::: DOCUMENT SECTION :::
At Emergency
How to Get Off-Grid Power


Peer reviewed by Eddie Penney

Emergency Prep Expert

When my husband and I bought our 35 acres in the Rocky Mountains of Colorado, it felt like a dream. Mountain vistas, driving distance to ski mountains, and unbroken views of the most pristine high-altitude wildflower valleys. But those unbroken views came with a price: we were ten miles away from any power lines to tap into to get power to our future home. That’s when I fell down the rabbit hole of off-grid power sources.

For anyone that lives in the city or suburbs (which was me not too long ago!), we take for granted the capability to have electricity whenever we want it. Flip a switch, and on it goes. It isn’t until snow storms, earthquakes, hurricanes, and tornadoes impact the power grid that we suddenly realize how fragile our access to electricity can be.

Why Everyone Should Have Back-Up Off-Grid Power Sources

Even if you aren’t looking to live off-grid, having a backup energy source can be a very helpful tool. Should a natural disaster hit, an unexpected emergency occurs at the city power plant, or even a utility cyberattack, your backup power source could mean the difference between having heat running in the winter or the A/C keeping you cool in the summer.

Typically, areas that are prone to winter storms and hurricanes promote the use of generators to survive several days without power (which can be common after a major storm event). These generators predominantly rely on gasoline or propane, though more solar generator options are now available on the market than even a few years ago.

These can be great tools in the face of natural disaster threats. But what about threats such as rolling blackouts or utility cyberattacks?

In situations such as these, which may not come with a weather forecast warning, you may not have time to refill your gas and propane tanks to run your generator. Similarly, you may not have enough fuel if the power is out for a week or more. While the likelihood is low that your power will be out for that long, being prepared to survive and thrive during an occurrence like that is a fantastic reason to invest in backup off-grid power sources.

How to Get Power Off-Grid

When it comes to off-grid power options, there are actually many selections depending on how you want to draw your power: solar, wind, water, and geothermal energy are a few renewable energy sources. Depending on what kind of home you live in, where you live in the world, and what kind of investment you are willing to make will all determine which solution makes the most sense for you.

solar panels and a windmill

Solar Panels

Arguably the most well-known form of renewable energy, solar power was once something out of science fiction novels. Now, in some parts of the country, you can see entire neighborhoods with panels on the roofs of houses. Some counties and states are even drafting legislation that requires new buildings and commercial infrastructure to use solar panels.

While we won’t go into the engineering specifics of how solar panels actually convert the sun’s rays into energy, or how to install a solar array on your roof, we can discuss the pros and cons of this type of system. The pros are that if you live in the South or Western parts of the country, the sun is often in ample supply. Harnessing the sun’s energy to power your house full-time or as a backup source is a good choice for these areas. Even in parts of New England, I’ve followed bloggers who remain grid-tied but installed supplementary solar power systems.
::: PROVIDED DATA :::
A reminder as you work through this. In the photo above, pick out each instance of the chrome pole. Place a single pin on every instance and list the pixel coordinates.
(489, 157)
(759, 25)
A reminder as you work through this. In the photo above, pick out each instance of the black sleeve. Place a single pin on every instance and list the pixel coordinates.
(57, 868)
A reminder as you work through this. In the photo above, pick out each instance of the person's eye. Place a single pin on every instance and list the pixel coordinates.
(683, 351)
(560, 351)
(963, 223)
:::
- _INSTRUCTIONS_
1. Reproduce the off-grid power article word for word, everything from "How to Get Power" down to "use solar panels.".
2. Using the off-grid power article, say whether each statement agrees with it, answering yes or no and quoting the words that decide it. (a) The land described in the article was ten miles from any power lines. (b) The generators described in the article mostly run on diesel. (c) The article explains how to install a solar array on a roof.
3. Go on with the off-grid power article from the point where it stops.

- _ANSWERS FOR THE EXERCISE_
1.
How to Get Power Off-Grid

When it comes to off-grid power options, there are actually many selections depending on how you want to draw your power: solar, wind, water, and geothermal energy are a few renewable energy sources. Depending on what kind of home you live in, where you live in the world, and what kind of investment you are willing to make will all determine which solution makes the most sense for you.

solar panels and a windmill

Solar Panels

Arguably the most well-known form of renewable energy, solar power was once something out of science fiction novels. Now, in some parts of the country, you can see entire neighborhoods with panels on the roofs of houses. Some counties and states are even drafting legislation that requires new buildings and commercial infrastructure to use solar panels.

2.
(a) Yes: "we were ten miles away from any power lines to tap into to get power to our future home."
(b) No: "These generators predominantly rely on gasoline or propane"
(c) No: "While we won’t go into the engineering specifics of how solar panels actually convert the sun’s rays into energy, or how to install a solar array on your roof"

3.
They’re able to generate electricity at a rate that is higher than they’ll use in the summer, pumping power back to their electric utility. In some cases, they’ll actually get paid to produce energy. Generating electricity through their solar panels ends up being a small source of income, even if only in the summer months!

Some cons include higher upfront costs to purchase the components and have them installed. You’ll need space for panels that aren’t blocked by other buildings or trees. Or be on the fringe and have solar roof tiles installed so that they blend into your roof line. Solar roof tiles actually take the place of asphalt tiles or metal roofing but convert the sun’s rays into electricity.

You’ll also need a place indoors to store the other components of a system, such as the battery bank and inverters.

It’s also important to note that solar panels alone won’t be helpful if the electrical grid is impacted. In that case, you’ll need a full solar system, complete with batteries to collect the sun’s energy to use overnight.

Adopting off-grid power technologies represents a proactive approach to preparedness, offering a buffer against the vulnerabilities of centralized power systems. As natural disasters continue to impact millions globally, the importance of having a reliable and renewable energy source cannot be overstated. Whether through solar panels, wind turbines, or hydroelectric power, these systems not only provide energy security but also contribute to environmental sustainability, aligning with the broader goals of reducing carbon footprints and promoting renewable energy use.

Eddie Penney Emergency Prep Expert

Use a battery bank to store electric energy

Avoiding the complexities of how solar systems work, at the most basic level, it’s important to understand that solar panels don’t hold on to the energy they convert from the sun’s rays. They capture it and that power can be used automatically. But if you want electric power on a cloudy day or overnight, when the sun isn’t visible, you’ll need a battery bank.

This is when the cost of installing a solar system can increase tremendously. A full system will include solar panels, batteries, inverters, wires, cables, conduits, circuit breakers, combiner boxes, and more.

It may sound complicated, but there are many reputable companies that can help you to install a solar power system, even if you remain grid-tied. The important thing to remember is that without battery storage, you won’t have any power overnight. So if the weather is cold or hot where you live, it will be that much more difficult to maintain the temperature in your home while the sun is hidden beyond the horizon.

windmills off the coast

Windmills and Wind Turbines

Another well-known choice for off-grid energy is wind power. If you live in an area with average wind speeds of 10–20 miles per hour, you could take advantage of wind power as a backup energy source.

Why don’t more people utilize wind power? One of the cons of using a wind turbine is that to generate enough power, turbines normally have to be very large. That’s one reason why when you drive through the middle of the U.S., you see hundreds of huge turbines spinning across the landscape. However, using wind as an alternate or supplemental source of power, particularly if you do live in a windy area, could be an option.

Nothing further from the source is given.